START EXCERPT PROVIDED

An active-duty infantry soldier underwent gender affirmation surgery on Tuesday, the first after a federal judge blocked President Trump’s ban on transgender service members last month.

The soldier became the first service member to undergo the procedure while having it paid for by the Defense Department since the ban was halted by a U.S. district judge. She received her Combat Infantry Badge in Operation Anaconda in Afghanistan in 2003.

According to a report by NBC News, Vice Admiral Raquel Bono, the head of the Defense Health Agency, which provides medical care to active-duty military personnel, approved the waiver request for surgery on Monday.

"This afternoon, an active-duty military member received a sex-reassignment surgery. Military hospitals do not have the surgical expertise to perform this type of surgery, therefore it was conducted in a private hospital," the Pentagon said in a statement. "Because this service member had already begun a sex-reassignment course of treatment, and the treating doctor deemed this surgery medically necessary, a waiver was approved by the director of the Defense Health Agency. The Supplemental Health Care Program will cover this surgery in accordance with the Department's interim guidance on transgender service members."

Last month, U.S. District Judge Colleen Kollar-Kotelly put a halt to the President’s ban on transgender service members after determining it violated their rights to due process. She also found that the reason for the ban was not “supported by any facts.”

President Trump announced his intent to implement the ban via Twitter back in July while officially releasing guidance in August. It originally gave Defense Secretary James Mattis until February 2018 to come up with a plan regarding how to implement the ban. Judge Kollar-Kotelly halted the ban in October.

END EXCERPT PROVIDED
START AVAILABLE DATA

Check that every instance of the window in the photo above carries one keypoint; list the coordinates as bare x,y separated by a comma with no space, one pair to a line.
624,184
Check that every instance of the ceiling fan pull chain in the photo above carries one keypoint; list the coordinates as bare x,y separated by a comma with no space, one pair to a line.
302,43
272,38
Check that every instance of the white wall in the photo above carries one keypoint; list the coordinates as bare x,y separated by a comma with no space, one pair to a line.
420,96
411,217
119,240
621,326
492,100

END AVAILABLE DATA
START AVAILABLE DATA

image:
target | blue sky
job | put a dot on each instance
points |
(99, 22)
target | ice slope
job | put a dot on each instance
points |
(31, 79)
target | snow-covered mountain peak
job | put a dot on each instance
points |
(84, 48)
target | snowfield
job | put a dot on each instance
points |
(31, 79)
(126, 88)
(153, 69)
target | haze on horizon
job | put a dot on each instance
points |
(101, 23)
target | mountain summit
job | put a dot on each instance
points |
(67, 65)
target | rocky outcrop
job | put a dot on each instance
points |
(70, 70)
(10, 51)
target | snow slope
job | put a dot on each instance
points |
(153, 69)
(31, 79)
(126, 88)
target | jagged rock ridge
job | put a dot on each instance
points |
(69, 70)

END AVAILABLE DATA
START AVAILABLE DATA

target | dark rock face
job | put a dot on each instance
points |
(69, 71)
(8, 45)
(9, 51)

END AVAILABLE DATA

• _WHAT TO DO_:
1. According to the news report, who approved the waiver request for the surgery?
2. Using the news report, explain why the surgery was performed at a private hospital rather than a military one.
Answer from the news report only.

• _ANSWERS TO EACH TASK_:
1. Vice Admiral Raquel Bono, head of the Defense Health Agency, approved it on Monday.

2. The Pentagon's statement says that military hospitals lack the surgical expertise to perform this type of surgery. For that reason, it was conducted in a private hospital.